_Trecho do documento_
____________

Os trabalhos no primeiro dia foram interrompidos às 18h00 e uma equipe
de trinta soldados da Aeronáutica ficou de guarda no local para evitar
novos saques.
O piloto de um dos cinco helicópteros acionados para o resgate, capitão
Tothy, arriscou um palpite: uma pane no altímetro do avião havia causado
o acidente, hipótese que também foi aventada no final da tarde pelo
capitão Xavier, membro do Serviço de Segurança da Aeronáutica. A FAB,
neste primeiro dia não encontrou os gravadores de voo, conhecidos
genericamente como "caixa-preta".
Enquanto isso, nesta mesma noite (por volta da 21 horas), o PP-SMV, um
dos 737-200 da Vasp que levava para Fortaleza parentes das vítimas,
passou sobre o local da queda do 727 em sua aproximação para pouso.
Entre os passageiros estavam Ricardo Fernando Paiva e Roger Paiva,
filhos de Fernando Antônio Vieira de Paiva, comandante do PP-SRK.

____________

_Dados das tarefas_
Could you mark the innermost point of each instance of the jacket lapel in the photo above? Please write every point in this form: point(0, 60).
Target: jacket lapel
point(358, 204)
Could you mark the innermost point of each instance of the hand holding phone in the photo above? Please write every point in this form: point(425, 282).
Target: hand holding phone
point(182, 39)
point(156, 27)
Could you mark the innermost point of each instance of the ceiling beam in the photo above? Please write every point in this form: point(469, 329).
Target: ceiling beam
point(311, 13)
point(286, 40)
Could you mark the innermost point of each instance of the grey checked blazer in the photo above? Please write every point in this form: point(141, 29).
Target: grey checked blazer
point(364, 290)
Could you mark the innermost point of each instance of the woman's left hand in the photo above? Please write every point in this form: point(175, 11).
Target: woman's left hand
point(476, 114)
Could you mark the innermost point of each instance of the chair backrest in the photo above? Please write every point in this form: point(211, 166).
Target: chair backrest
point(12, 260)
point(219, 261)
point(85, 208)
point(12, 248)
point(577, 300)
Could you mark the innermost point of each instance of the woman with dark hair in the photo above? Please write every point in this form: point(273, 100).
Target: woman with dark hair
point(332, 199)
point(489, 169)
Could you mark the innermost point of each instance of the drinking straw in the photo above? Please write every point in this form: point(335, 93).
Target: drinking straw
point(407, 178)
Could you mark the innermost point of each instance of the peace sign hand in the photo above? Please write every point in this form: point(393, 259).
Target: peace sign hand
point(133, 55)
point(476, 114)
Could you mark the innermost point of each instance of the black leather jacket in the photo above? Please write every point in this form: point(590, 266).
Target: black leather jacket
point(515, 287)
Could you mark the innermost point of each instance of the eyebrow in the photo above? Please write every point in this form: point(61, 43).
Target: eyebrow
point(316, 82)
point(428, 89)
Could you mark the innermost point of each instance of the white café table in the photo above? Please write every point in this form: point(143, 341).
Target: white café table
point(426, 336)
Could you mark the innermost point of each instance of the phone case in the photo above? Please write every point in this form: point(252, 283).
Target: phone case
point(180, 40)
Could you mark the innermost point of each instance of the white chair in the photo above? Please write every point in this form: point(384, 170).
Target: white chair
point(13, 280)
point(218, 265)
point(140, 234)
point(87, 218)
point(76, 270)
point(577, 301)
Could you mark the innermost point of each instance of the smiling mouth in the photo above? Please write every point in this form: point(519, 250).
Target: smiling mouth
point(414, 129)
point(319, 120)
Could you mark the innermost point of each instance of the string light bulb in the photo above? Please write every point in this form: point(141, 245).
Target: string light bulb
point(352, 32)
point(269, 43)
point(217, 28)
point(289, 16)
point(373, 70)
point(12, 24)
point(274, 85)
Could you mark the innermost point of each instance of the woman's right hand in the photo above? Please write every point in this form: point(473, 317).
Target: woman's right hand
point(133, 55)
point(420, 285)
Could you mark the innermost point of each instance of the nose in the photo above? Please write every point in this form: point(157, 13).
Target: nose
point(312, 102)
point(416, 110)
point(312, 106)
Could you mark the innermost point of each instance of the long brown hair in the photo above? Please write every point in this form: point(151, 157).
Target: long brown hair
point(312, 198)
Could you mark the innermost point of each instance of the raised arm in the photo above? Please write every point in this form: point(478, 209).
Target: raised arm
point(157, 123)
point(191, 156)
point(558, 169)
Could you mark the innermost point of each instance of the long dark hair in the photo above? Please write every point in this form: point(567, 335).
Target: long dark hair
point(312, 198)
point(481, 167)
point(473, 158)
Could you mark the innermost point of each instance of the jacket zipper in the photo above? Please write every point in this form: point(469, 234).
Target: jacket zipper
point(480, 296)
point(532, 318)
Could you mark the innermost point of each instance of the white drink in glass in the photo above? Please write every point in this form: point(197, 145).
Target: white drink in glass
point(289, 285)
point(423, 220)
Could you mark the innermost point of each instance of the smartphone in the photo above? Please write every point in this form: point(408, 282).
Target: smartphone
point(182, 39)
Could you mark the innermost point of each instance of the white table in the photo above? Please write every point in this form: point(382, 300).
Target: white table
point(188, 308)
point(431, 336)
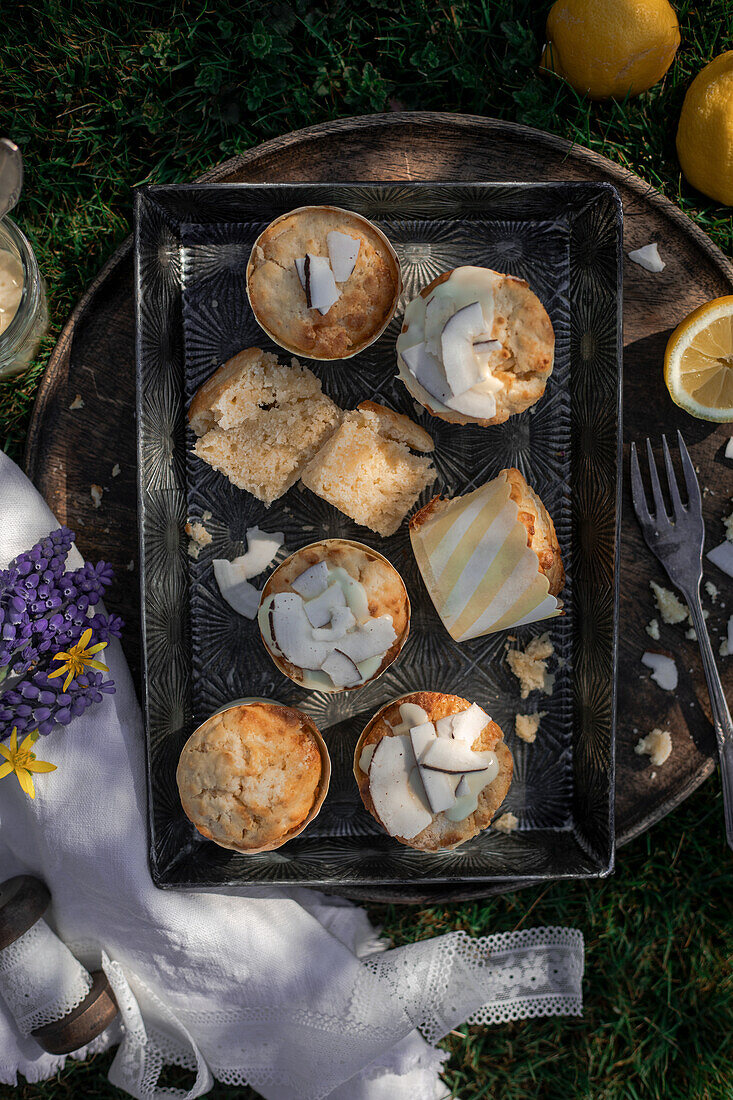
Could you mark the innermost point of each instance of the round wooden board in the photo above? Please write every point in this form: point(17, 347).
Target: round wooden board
point(67, 451)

____________

_Exercícios a resolver_
1. Liste todas as pessoas mencionadas pelo nome no trecho sobre o acidente aéreo.
2. Reproduza literalmente, nas entradas, tudo desde a linha que contém "form: point(590, 266)." até a linha que contém "point(319, 120)", com as duas incluídas.
O trecho e as entradas não têm nenhuma relação entre si.

_Respostas por tarefa_
1.
- Capitão Tothy
- Capitão Xavier
- Ricardo Fernando Paiva
- Roger Paiva
- Fernando Antônio Vieira de Paiva

2.
Could you mark the innermost point of each instance of the black leather jacket in the photo above? Please write every point in this form: point(590, 266).
Target: black leather jacket
point(515, 287)
Could you mark the innermost point of each instance of the eyebrow in the photo above? Please write every point in this form: point(61, 43).
Target: eyebrow
point(316, 82)
point(428, 89)
Could you mark the innermost point of each instance of the white café table in the photo above? Please write every point in this form: point(143, 341).
Target: white café table
point(426, 336)
Could you mark the innermost point of each instance of the phone case in the photo above? Please write every point in this form: point(252, 283).
Target: phone case
point(180, 40)
Could you mark the innermost point of each instance of the white chair in the photo above? Please write every point in this form: point(384, 170).
Target: white chair
point(13, 280)
point(218, 265)
point(140, 234)
point(87, 218)
point(76, 270)
point(577, 301)
Could you mark the innermost point of each instance of the smiling mouth in the photo above? Please write every point in this form: point(519, 250).
Target: smiling mouth
point(414, 129)
point(319, 120)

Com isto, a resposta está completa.